Entries shown below:

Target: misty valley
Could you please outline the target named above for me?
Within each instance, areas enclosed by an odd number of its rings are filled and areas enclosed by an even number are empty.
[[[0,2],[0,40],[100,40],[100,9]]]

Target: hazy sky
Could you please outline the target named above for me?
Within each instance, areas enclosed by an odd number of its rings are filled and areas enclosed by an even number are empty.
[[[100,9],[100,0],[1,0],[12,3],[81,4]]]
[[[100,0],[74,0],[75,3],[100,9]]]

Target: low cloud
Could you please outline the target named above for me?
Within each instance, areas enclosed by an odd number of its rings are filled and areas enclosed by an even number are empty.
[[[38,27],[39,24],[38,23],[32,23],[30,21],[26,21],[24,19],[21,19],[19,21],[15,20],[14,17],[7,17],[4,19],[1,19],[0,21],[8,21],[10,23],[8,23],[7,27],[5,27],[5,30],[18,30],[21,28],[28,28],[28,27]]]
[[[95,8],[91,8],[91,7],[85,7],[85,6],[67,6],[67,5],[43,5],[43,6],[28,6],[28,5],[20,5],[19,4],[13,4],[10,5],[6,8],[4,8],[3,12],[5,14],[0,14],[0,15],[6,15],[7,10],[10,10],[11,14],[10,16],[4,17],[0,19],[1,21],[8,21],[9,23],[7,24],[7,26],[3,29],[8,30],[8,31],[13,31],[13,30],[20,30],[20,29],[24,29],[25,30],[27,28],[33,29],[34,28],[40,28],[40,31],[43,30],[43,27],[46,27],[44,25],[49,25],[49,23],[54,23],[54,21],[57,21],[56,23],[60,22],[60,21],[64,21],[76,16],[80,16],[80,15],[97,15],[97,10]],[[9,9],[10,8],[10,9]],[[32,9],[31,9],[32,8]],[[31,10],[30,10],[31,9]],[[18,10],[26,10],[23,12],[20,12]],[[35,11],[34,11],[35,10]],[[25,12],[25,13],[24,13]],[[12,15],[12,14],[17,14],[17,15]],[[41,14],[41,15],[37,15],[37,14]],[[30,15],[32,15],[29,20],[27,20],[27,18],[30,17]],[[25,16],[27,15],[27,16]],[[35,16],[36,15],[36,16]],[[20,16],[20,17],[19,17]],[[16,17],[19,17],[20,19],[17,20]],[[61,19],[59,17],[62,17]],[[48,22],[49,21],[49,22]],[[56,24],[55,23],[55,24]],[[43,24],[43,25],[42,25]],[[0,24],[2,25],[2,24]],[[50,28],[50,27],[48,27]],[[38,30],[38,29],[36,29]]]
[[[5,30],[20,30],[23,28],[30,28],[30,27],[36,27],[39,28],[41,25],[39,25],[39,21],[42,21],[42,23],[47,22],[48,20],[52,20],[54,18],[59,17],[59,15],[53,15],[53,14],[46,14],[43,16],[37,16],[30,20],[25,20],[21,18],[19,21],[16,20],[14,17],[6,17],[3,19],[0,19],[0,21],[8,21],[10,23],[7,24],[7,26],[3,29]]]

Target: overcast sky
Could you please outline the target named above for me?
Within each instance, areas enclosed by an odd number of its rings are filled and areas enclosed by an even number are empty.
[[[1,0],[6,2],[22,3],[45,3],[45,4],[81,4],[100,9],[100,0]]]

End of Entries shown.

[Assignment] Nothing in the records should differ from the original when you retype them.

[Task answer]
Target: misty valley
Could you please outline the target named above for me?
Within each instance, areas enclosed by an odd number of its rings are filled and areas enclosed by an even number are empty.
[[[0,2],[0,40],[100,40],[100,9]]]

Target: hazy sky
Could you please outline the target named above for me?
Within each instance, areas enclosed by an odd number of its rings are filled and areas enclosed by an even number are empty.
[[[100,9],[100,0],[1,0],[12,3],[81,4]]]
[[[100,0],[74,0],[75,3],[100,9]]]

Target: low cloud
Could you please outline the target named above for me?
Within each instance, areas enclosed by an odd number of its rings are filled and areas enclosed by an even number are empty.
[[[38,27],[39,24],[38,23],[32,23],[30,21],[26,21],[24,19],[21,19],[19,21],[15,20],[14,17],[7,17],[4,19],[1,19],[0,21],[8,21],[10,23],[8,23],[7,27],[5,27],[5,30],[18,30],[21,28],[28,28],[28,27]]]
[[[95,8],[91,8],[91,7],[85,7],[85,6],[67,6],[67,5],[43,5],[43,6],[28,6],[28,5],[20,5],[19,4],[13,4],[10,5],[6,8],[4,8],[3,12],[5,14],[0,14],[0,15],[6,15],[7,10],[10,10],[11,14],[10,16],[4,17],[0,19],[1,21],[8,21],[9,23],[7,24],[7,26],[3,29],[8,30],[8,31],[13,31],[13,30],[20,30],[20,29],[24,29],[25,30],[27,28],[33,29],[34,28],[40,28],[40,31],[43,30],[43,27],[46,27],[44,25],[49,25],[49,23],[54,23],[54,21],[57,21],[56,23],[60,22],[60,21],[64,21],[76,16],[80,16],[80,15],[97,15],[97,10]],[[9,9],[10,8],[10,9]],[[32,9],[31,9],[32,8]],[[31,10],[30,10],[31,9]],[[18,10],[26,10],[23,12],[20,12]],[[35,11],[34,11],[35,10]],[[25,12],[25,13],[24,13]],[[12,15],[12,14],[17,14],[17,15]],[[41,14],[41,15],[37,15],[37,14]],[[30,15],[32,15],[29,20],[27,20],[27,18],[30,17]],[[25,16],[27,15],[27,16]],[[35,16],[36,15],[36,16]],[[20,16],[20,17],[19,17]],[[16,17],[19,17],[20,19],[17,20]],[[61,19],[59,17],[62,17]],[[48,22],[49,21],[49,22]],[[56,24],[55,23],[55,24]],[[43,24],[43,25],[42,25]],[[0,24],[2,25],[2,24]],[[50,28],[50,27],[48,27]],[[38,30],[38,29],[36,29]]]
[[[5,30],[20,30],[23,28],[30,28],[30,27],[36,27],[39,28],[41,25],[39,25],[39,21],[42,21],[42,23],[47,22],[48,20],[52,20],[54,18],[59,17],[59,15],[53,15],[53,14],[46,14],[43,16],[37,16],[30,20],[25,20],[21,18],[19,21],[16,20],[14,17],[6,17],[3,19],[0,19],[0,21],[8,21],[10,23],[7,24],[7,26],[3,29]]]

Target: overcast sky
Could you please outline the target named above for me?
Within each instance, areas enclosed by an odd number of its rings are filled and areas enclosed by an even number are empty.
[[[1,0],[6,2],[22,3],[45,3],[45,4],[81,4],[100,9],[100,0]]]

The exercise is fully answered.